Object point labels
====================
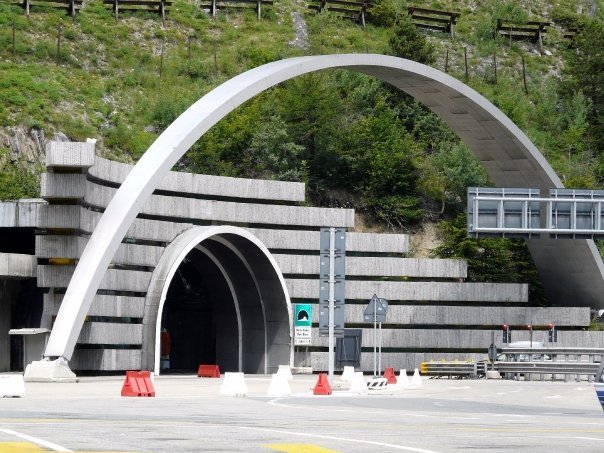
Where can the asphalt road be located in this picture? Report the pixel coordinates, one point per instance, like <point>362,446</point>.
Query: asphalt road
<point>188,415</point>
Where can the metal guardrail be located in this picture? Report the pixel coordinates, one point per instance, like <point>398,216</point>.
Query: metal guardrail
<point>473,370</point>
<point>551,361</point>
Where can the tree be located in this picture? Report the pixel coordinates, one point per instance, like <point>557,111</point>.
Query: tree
<point>584,73</point>
<point>496,260</point>
<point>409,43</point>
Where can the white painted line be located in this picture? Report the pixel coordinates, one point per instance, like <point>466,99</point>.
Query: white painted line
<point>35,440</point>
<point>342,439</point>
====================
◆ **Exercise goal**: Please render every line of the records above as a JSON list of strings, one string per line, leaving out blank lines and the pictures.

◆ **Output of the task**:
[
  "Where can the asphalt road be located in this picture? Report the pixel coordinates, one point per instance, like <point>362,446</point>.",
  "Query: asphalt road",
  "<point>188,415</point>",
  "Where can the metal guardrail be located in this picture? Report the pixel coordinates, one point per instance, like <point>398,216</point>.",
  "Query: metal guardrail",
  "<point>473,370</point>",
  "<point>551,361</point>",
  "Where can the tree be located in this picture? Report the pixel coordinates, one point per instance, like <point>557,111</point>.",
  "Query: tree",
  "<point>584,73</point>",
  "<point>496,260</point>",
  "<point>409,43</point>",
  "Where can the white painted line be located in this picture? Report the pixel coordinates, one point per instance, like <point>466,99</point>.",
  "Query: white painted line",
  "<point>35,440</point>",
  "<point>342,439</point>"
]